--- Begin Document segment ---

Something has changed in German public opinion, as the 26 September federal election to find Angela Merkel’s replacement approaches.

Something has changed in German public opinion, as the 26 September federal election to find Angela Merkel’s replacement approaches.

by
Charles Stanley

in Features

01.09.2021

It was not meant to happen. Friedrich Merz, the German CDU party’s candidate who would like to be Finance Minister in the next coalition government, launched an attack on the European Central Bank (ECB) for being too soft on inflation. Worse still for all those advocates of Central Bank independence, Jens Weidmann, the Head of Germany’s Central Bank and an ECB Governing Board member has also spoken out in public about the way German inflation is rising. He has reminded his ECB colleagues of the prime importance of controlling inflation. German economic establishment opinion thinks the ECB is printing too much and buying too many EU bonds to keep rates artificially low.

The pressures generated by the German election are intensifying this wave of disapproval of ECB actions and inactions. This week something changed in German public opinion as the September 26 federal election approaches.

The SPD, which had been trailing the CDU and the Greens in the past, moved into the lead in the latest polls. The CDU sunk into a poor second place, with one measurement suggesting its support has fallen below 20%. The immediate cause was the first of three TV debates between the three people most likely to become Chancellor.

In that debate Olaf Scholz, the leader of the SPD used his current position as Vice Chancellor and Finance Minister in the coalition government to wrap himself in the reassuring stance of Angela Merkel, his current CDU boss. He became the continuity candidate. Annalena Baerbock, the Green candidate, was thought in polls to be more successful and likeable than Armin Laschet, Mrs Merkel’s replacement as Leader of the CDU.

Influencing the ECB

The CDU/CSU, so used to leading German coalition governments, has now decided on a more aggressive strategy to try to win back lost support. The German inflation rate in August hit a new high of 3.9% on the CPI measure and is widely expected to rise to 5% later this year. This is shocking to many in Germany, who have a deeply embedded fear of inflation from folk memoires of the Weimar hyperinflation of 1923. The CDU is now campaigning against the dangers they see in an SPD/Green led coalition that they think will stoke inflationary fires more with too much domestic spending and borrowing.

--- End Document segment ---

**Problem to solve**
Copy the German election passage between "In that debate" and "of the CDU.", inclusive, and change "continuity candidate" to "stability candidate". The listing after this point has no connection to the German election passage.

--- Begin Recorded data ---

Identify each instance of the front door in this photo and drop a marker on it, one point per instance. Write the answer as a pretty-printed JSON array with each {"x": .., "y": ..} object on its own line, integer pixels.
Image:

--- End Recorded data ---

**Written reply**
In that debate Olaf Scholz, the leader of the SPD used his current position as Vice Chancellor and Finance Minister in the coalition government to wrap himself in the reassuring stance of Angela Merkel, his current CDU boss. He became the stability candidate. Annalena Baerbock, the Green candidate, was thought in polls to be more successful and likeable than Armin Laschet, Mrs Merkel’s replacement as Leader of the CDU.